#### WORKING DATA

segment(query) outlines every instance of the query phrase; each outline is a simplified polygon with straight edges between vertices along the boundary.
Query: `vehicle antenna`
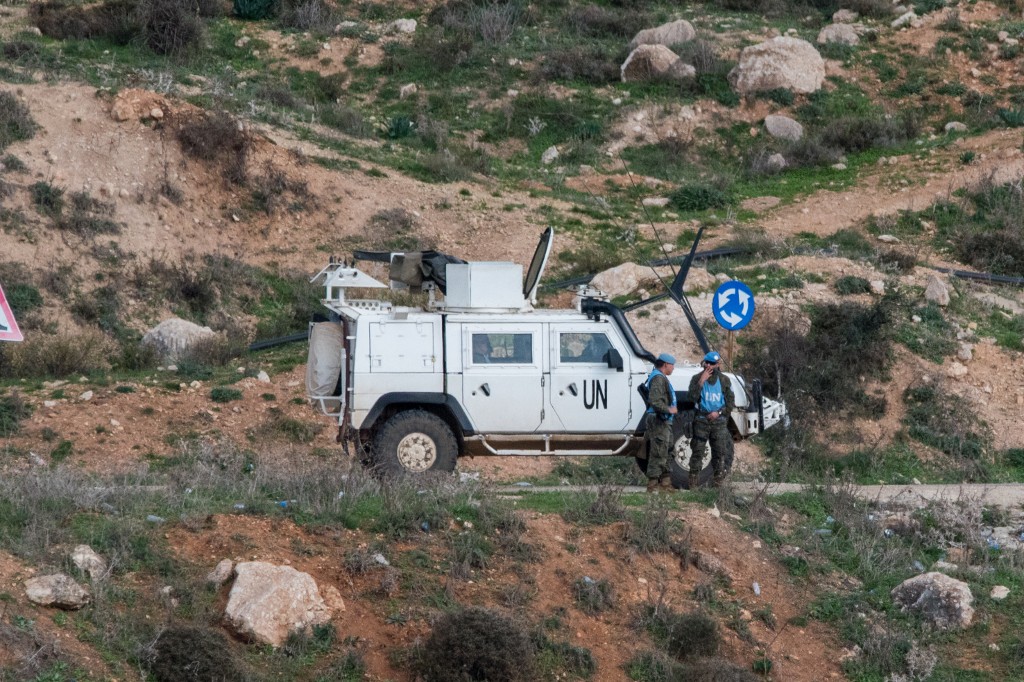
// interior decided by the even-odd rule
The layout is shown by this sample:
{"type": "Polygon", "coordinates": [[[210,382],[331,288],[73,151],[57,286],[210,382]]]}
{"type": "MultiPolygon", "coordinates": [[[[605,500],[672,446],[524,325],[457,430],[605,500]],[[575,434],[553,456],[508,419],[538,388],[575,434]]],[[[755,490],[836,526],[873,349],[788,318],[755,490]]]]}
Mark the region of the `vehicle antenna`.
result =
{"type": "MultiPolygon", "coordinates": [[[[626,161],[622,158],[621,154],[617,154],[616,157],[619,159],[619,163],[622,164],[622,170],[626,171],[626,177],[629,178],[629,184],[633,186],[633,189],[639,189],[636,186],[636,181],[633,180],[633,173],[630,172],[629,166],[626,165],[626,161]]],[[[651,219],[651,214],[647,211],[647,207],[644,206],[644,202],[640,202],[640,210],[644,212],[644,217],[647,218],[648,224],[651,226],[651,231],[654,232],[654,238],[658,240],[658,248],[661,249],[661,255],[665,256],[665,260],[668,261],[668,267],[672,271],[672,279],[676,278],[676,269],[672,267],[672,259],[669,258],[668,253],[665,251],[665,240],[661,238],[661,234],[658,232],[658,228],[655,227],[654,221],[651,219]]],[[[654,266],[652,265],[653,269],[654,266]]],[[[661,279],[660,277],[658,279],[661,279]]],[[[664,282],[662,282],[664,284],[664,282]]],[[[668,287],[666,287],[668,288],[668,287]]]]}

########

▶ WHAT TO WORK ON: Your copy should hold all the data word for word. It should hold no pictures.

▶ WRITTEN REPLY:
segment(query) outlines every instance of the query phrase; each outline is a simplified polygon with straight edges between vertices along the boundary.
Query: `vehicle antenna`
// interior decided by the even-odd rule
The layout is shown by this sample:
{"type": "Polygon", "coordinates": [[[210,382],[331,288],[73,151],[57,286],[210,382]]]}
{"type": "MultiPolygon", "coordinates": [[[[605,500],[672,446],[524,325],[457,430],[605,500]],[[575,434],[553,456],[508,419],[538,388],[575,434]]],[[[755,490],[836,526],[873,349],[788,318],[755,490]]]]}
Mark the region of the `vehicle antenna`.
result =
{"type": "MultiPolygon", "coordinates": [[[[626,161],[622,158],[621,154],[617,154],[616,157],[619,159],[619,163],[622,164],[622,170],[626,171],[626,177],[629,178],[629,184],[633,186],[633,189],[639,189],[636,186],[636,181],[633,180],[633,173],[630,172],[629,166],[626,165],[626,161]]],[[[651,219],[651,214],[647,211],[647,207],[644,206],[644,202],[640,202],[640,210],[644,212],[644,217],[647,218],[648,224],[651,226],[651,231],[654,232],[654,238],[658,240],[658,248],[661,249],[661,255],[665,256],[665,260],[668,261],[668,267],[672,271],[672,279],[676,278],[676,269],[672,267],[672,259],[669,258],[668,253],[665,251],[665,240],[661,238],[661,234],[658,232],[658,228],[655,227],[654,221],[651,219]]],[[[654,266],[652,265],[653,269],[654,266]]],[[[661,279],[660,277],[658,279],[661,279]]],[[[664,282],[662,282],[664,284],[664,282]]],[[[668,287],[666,287],[668,288],[668,287]]]]}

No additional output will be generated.